◆ Provided passage ◆
Blocking Bingbot in robots.txt. Why?

capitanos00ii · Member · Nov 12, 2023 at 2:08 pm
Copy link

Add topic to favorites
Hey there,

why is the Bingbot crawler being blocked on one of my pages?

The others: Fine. But Bing? That’s a huge traffic loss. How do I change that and why has it happened recently?

User-agent: *
Disallow: /wp-admin/
Allow: /wp-admin/admin-ajax.php
Disallow: /wp-login.php
Disallow: /wp-signup.php
Disallow: /press-this.php
Disallow: /remote-login.php
Disallow: /activate/
Disallow: /cgi-bin/
Disallow: /mshots/v1/
Disallow: /next/
Disallow: /public.api/

User-agent: GPTBot
Disallow: /

User-agent: CCBot
Disallow: /

User-agent: SentiBot
Disallow: /

User-agent: sentibot
Disallow: /

User-agent: Google-Extended
Disallow: /

User-agent: FacebookBot
Disallow: /

User-agent: omgili
Disallow: /

User-agent: omgilibot
Disallow: /

User-agent: Amazonbot
Disallow: /

User-agent: Bingbot
Disallow: /

This file was generated on Sun, 22 Oct 2023 18:59:32 +0000

I’ve noticed this on other sites too, so it’s not just my site.

◆ Directions ◆
1. Please rewrite the Bingbot thread starting with "User-agent: Bingbot" and going on through "just my site.", putting "created" in place of "generated".
2. According to the Bingbot thread, on what date and time was the robots.txt file generated?
3. In the Bingbot thread, list every path ending in .php that appears in the robots.txt rules.
The records come from a separate, unrelated source.

◆ Provided records ◆
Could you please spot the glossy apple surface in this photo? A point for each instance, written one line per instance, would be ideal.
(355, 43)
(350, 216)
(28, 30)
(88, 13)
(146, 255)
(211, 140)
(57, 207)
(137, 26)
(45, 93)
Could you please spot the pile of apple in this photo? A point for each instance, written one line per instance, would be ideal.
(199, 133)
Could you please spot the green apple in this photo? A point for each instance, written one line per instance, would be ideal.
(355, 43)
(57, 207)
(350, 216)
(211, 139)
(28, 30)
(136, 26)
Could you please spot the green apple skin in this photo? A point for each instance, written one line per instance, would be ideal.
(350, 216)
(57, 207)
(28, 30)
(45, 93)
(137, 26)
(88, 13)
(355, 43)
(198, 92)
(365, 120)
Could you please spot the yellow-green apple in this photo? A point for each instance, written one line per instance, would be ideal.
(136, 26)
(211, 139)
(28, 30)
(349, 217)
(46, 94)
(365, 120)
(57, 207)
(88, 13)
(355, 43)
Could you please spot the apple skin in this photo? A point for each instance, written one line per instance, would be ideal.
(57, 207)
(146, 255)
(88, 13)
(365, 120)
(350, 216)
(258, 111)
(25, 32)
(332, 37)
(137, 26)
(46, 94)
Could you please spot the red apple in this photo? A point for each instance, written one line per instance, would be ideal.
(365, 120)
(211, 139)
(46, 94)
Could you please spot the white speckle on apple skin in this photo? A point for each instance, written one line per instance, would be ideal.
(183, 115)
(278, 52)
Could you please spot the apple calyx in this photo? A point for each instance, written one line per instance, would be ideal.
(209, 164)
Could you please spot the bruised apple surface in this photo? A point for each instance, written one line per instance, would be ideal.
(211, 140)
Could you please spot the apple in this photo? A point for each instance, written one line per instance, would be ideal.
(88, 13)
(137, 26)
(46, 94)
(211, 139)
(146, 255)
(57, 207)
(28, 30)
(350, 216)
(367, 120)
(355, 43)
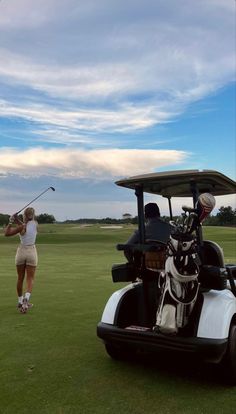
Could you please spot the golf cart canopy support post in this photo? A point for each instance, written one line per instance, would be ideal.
(170, 208)
(139, 195)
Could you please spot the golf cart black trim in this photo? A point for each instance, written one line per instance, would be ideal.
(179, 183)
(211, 350)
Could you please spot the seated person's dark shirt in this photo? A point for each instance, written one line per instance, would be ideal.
(155, 229)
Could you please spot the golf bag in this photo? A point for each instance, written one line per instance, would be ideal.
(179, 281)
(179, 285)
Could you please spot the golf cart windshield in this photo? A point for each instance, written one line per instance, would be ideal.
(182, 183)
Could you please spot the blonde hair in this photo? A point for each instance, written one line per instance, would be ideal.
(29, 214)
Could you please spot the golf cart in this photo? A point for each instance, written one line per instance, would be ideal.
(182, 296)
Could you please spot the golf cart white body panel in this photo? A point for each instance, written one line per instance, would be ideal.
(218, 309)
(108, 315)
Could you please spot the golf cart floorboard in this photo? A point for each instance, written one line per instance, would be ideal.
(211, 350)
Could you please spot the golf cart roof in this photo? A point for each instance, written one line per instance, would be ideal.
(179, 183)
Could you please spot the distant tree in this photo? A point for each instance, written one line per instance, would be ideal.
(45, 218)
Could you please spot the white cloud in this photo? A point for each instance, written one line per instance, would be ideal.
(174, 51)
(95, 164)
(124, 118)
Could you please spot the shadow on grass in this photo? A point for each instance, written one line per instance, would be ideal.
(180, 368)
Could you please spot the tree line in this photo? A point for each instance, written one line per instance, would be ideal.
(226, 216)
(41, 218)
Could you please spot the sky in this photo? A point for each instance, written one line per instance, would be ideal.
(94, 91)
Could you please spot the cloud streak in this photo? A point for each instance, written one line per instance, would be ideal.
(94, 164)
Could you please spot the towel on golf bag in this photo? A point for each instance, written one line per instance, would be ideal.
(178, 283)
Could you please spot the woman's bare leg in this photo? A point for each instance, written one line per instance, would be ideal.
(21, 275)
(30, 273)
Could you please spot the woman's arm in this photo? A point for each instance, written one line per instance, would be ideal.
(11, 231)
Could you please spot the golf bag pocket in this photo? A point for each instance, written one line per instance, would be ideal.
(123, 272)
(176, 303)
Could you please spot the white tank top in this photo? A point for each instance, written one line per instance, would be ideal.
(29, 237)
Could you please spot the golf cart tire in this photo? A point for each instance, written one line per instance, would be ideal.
(229, 360)
(118, 352)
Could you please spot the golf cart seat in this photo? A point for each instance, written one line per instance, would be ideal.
(212, 271)
(155, 258)
(148, 259)
(212, 254)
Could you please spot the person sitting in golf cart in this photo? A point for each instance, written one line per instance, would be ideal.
(155, 229)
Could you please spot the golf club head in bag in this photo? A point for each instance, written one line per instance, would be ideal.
(205, 204)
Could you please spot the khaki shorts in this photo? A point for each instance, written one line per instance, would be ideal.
(26, 255)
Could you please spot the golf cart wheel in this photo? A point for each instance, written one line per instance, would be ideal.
(118, 352)
(229, 361)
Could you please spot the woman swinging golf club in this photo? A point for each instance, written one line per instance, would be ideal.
(26, 256)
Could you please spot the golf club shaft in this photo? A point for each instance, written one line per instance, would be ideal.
(35, 199)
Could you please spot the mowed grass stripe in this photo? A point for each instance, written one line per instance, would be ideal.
(51, 359)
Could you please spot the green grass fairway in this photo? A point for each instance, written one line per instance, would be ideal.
(51, 361)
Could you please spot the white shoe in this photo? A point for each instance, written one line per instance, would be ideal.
(24, 306)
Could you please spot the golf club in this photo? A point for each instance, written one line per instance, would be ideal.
(49, 188)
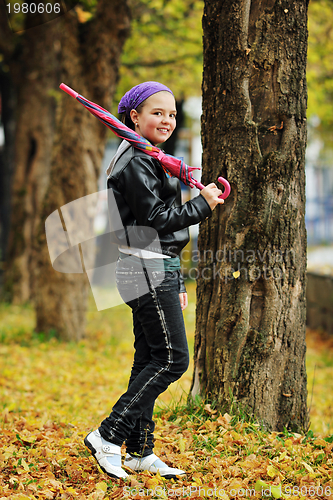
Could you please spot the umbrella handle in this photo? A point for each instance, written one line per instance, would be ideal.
(222, 180)
(68, 90)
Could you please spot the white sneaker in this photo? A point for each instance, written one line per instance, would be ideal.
(153, 464)
(108, 455)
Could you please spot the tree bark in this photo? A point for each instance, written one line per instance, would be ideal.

◆ Responses per task ◆
1.
User-agent: Bingbot
Disallow: /

This file was created on Sun, 22 Oct 2023 18:59:32 +0000

I’ve noticed this on other sites too, so it’s not just my site.

2. Sun, 22 Oct 2023 18:59:32 +0000

3.
/wp-admin/admin-ajax.php
/wp-login.php
/wp-signup.php
/press-this.php
/remote-login.php